# Start of Extracted material
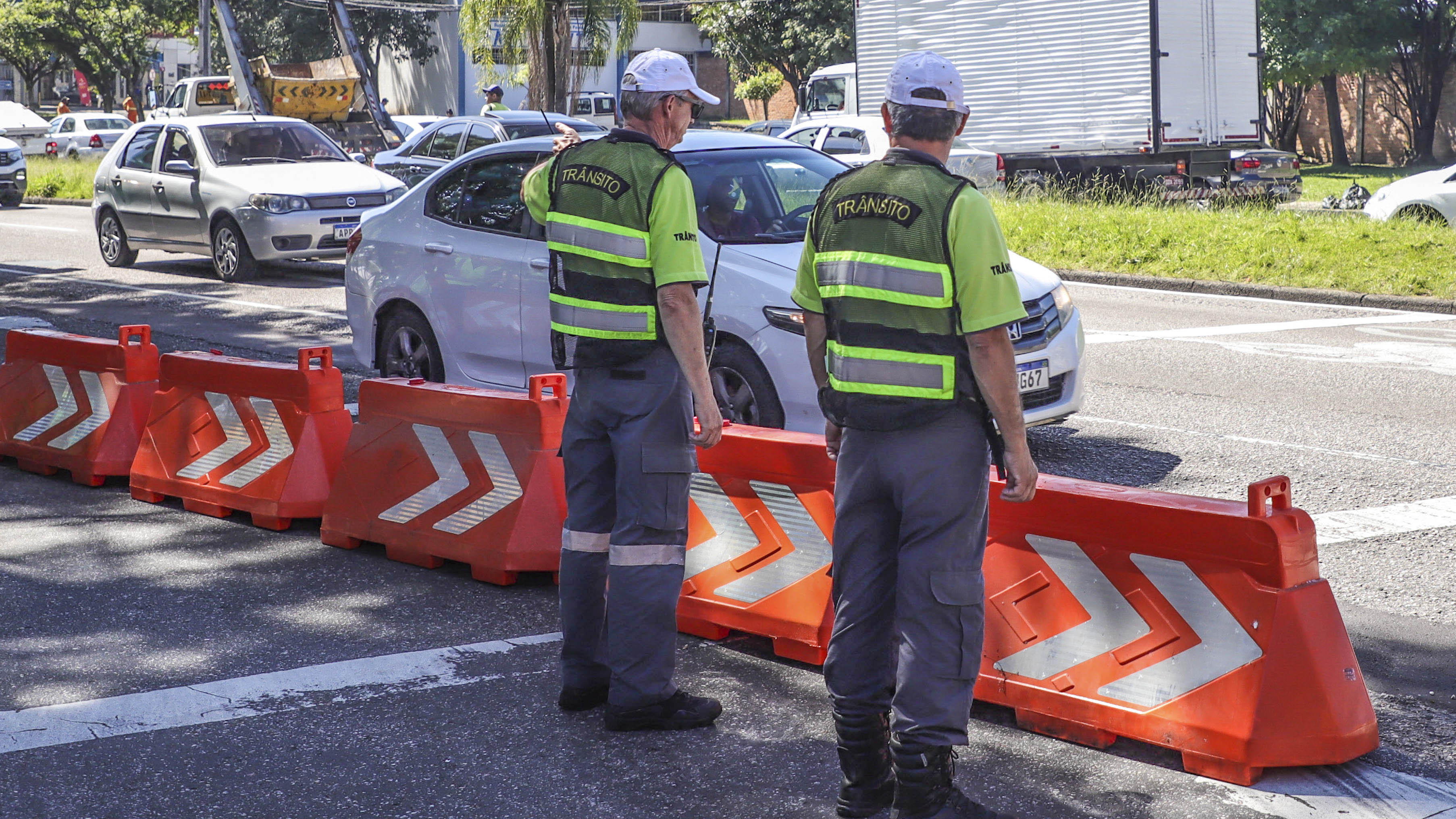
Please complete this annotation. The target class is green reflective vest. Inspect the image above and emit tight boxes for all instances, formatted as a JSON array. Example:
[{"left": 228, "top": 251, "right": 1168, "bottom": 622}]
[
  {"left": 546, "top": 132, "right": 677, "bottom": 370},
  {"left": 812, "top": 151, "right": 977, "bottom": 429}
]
# End of Extracted material
# Start of Extracted material
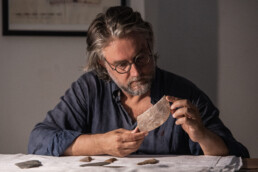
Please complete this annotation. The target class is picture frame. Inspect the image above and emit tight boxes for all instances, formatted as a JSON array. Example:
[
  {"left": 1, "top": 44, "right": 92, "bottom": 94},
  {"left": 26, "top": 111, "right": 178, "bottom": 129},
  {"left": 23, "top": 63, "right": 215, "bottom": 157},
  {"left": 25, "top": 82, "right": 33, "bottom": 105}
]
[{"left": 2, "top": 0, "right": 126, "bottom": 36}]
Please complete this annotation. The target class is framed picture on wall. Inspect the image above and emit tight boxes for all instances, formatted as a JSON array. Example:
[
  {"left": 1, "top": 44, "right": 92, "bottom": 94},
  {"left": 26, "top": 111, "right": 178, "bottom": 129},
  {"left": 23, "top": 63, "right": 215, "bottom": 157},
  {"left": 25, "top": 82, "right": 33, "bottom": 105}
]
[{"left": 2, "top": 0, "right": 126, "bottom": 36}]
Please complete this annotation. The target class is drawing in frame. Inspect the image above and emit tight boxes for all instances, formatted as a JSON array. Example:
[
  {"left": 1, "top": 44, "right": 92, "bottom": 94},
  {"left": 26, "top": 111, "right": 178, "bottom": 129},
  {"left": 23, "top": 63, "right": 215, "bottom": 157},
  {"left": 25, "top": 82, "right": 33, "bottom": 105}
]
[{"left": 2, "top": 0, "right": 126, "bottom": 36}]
# End of Extracted material
§ **What the task requires**
Copy out every line of the records above that contains the word "target".

§ **Full response**
Please complete this annotation. The target class is green reflective vest. Inspect the image above and emit tight boxes for all instances, formatted as a JSON array. Example:
Please complete this annotation. The target class is picture frame. Inspect the image above and emit tight boxes for all instances, formatted as a JSON array. Example:
Please complete this annotation. The target class is framed picture on wall. Inspect the image above and emit tight boxes for all instances, formatted as a JSON array. Example:
Please complete this annotation. The target class is drawing in frame. Inspect the image above and emit tight boxes for all instances, formatted as a JSON array. Example:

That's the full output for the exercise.